## [EXERCISE GOAL]
Filter the listing below, keeping only the lines that contain the word "building", and copy each of those lines unchanged.

(Outline annotation listing)
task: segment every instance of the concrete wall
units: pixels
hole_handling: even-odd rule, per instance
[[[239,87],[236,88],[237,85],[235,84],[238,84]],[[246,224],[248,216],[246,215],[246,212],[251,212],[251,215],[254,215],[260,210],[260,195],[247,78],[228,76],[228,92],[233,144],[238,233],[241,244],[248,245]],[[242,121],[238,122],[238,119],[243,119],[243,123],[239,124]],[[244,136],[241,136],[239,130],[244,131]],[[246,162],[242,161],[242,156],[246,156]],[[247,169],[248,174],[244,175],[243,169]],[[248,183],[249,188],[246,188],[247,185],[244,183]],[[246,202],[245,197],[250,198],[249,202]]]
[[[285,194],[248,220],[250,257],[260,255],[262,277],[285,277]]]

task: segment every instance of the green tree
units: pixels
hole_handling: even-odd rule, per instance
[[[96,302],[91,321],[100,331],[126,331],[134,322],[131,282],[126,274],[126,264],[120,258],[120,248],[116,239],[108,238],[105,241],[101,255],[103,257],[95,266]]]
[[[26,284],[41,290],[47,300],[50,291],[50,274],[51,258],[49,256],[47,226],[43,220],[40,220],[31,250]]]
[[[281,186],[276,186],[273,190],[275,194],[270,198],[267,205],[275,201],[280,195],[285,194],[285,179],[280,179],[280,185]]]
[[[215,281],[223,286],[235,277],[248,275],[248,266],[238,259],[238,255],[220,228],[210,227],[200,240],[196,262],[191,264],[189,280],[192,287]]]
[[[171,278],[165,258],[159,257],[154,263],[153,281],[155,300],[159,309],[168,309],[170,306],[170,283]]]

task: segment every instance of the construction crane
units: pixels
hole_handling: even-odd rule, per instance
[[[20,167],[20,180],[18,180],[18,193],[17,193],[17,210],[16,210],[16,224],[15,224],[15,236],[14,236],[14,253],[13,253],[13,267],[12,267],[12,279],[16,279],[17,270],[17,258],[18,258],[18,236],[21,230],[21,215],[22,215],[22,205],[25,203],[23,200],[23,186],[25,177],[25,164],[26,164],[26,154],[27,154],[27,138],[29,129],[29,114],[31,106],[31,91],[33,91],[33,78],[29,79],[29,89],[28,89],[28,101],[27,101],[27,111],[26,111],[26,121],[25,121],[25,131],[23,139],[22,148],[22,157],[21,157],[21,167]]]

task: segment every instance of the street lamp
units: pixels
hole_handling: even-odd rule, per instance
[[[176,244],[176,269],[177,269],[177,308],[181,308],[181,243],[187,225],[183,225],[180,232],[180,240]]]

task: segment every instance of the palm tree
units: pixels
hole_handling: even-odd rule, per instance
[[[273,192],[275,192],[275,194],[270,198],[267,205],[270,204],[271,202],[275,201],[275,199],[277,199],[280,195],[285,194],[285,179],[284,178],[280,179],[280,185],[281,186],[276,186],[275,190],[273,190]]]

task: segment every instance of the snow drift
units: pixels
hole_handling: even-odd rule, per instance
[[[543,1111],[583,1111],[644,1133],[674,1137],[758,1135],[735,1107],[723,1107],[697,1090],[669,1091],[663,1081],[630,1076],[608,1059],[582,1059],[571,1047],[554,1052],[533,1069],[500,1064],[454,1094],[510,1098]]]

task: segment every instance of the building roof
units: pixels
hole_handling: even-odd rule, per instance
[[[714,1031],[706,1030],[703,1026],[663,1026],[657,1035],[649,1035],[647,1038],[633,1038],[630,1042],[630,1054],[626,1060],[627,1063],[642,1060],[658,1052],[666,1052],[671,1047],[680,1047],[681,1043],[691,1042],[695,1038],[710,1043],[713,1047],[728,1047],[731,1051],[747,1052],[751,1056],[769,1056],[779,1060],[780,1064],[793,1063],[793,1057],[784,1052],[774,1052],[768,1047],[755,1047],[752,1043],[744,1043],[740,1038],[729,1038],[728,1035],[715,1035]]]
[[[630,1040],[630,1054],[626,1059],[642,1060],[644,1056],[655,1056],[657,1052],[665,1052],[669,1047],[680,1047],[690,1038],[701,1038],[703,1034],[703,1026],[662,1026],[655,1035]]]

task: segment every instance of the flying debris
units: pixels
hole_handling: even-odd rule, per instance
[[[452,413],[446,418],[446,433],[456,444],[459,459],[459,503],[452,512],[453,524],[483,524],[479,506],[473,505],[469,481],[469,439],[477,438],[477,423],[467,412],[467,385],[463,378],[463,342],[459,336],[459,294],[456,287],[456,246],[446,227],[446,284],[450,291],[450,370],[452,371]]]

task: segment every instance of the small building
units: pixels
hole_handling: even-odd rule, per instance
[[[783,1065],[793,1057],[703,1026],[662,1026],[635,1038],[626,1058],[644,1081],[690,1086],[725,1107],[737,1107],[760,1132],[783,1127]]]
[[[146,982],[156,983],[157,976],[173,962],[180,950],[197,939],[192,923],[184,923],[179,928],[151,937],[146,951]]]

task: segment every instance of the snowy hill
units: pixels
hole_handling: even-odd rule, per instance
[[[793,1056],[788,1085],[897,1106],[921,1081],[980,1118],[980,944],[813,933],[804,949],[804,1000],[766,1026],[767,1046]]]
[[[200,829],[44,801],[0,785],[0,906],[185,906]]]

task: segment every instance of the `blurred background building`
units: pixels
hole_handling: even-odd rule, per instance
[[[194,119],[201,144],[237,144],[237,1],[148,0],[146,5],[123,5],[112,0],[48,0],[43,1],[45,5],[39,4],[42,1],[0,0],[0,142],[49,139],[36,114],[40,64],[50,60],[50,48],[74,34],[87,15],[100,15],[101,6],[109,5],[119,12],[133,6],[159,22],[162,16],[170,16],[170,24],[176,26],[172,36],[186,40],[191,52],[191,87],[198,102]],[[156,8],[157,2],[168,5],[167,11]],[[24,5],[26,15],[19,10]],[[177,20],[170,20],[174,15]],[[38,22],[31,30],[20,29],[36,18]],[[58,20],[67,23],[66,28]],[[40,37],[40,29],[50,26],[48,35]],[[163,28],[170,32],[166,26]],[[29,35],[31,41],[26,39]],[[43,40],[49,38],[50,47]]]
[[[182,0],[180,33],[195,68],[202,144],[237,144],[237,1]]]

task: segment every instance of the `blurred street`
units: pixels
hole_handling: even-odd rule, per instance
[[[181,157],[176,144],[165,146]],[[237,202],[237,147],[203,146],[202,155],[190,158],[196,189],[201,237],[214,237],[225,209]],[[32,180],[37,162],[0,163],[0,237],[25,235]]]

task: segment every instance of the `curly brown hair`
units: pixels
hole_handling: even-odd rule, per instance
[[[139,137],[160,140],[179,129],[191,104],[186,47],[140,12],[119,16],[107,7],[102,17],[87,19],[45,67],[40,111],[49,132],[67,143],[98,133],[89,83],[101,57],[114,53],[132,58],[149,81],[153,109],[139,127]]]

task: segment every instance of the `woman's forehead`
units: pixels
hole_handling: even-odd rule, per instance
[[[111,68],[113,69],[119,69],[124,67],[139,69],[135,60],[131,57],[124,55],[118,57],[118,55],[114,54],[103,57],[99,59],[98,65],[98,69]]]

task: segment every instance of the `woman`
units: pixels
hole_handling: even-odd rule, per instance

## [WRITTEN RESPONSE]
task: segment every instance of the building roof
task: segment every instance of the small building
task: segment every instance of the `blurred background building`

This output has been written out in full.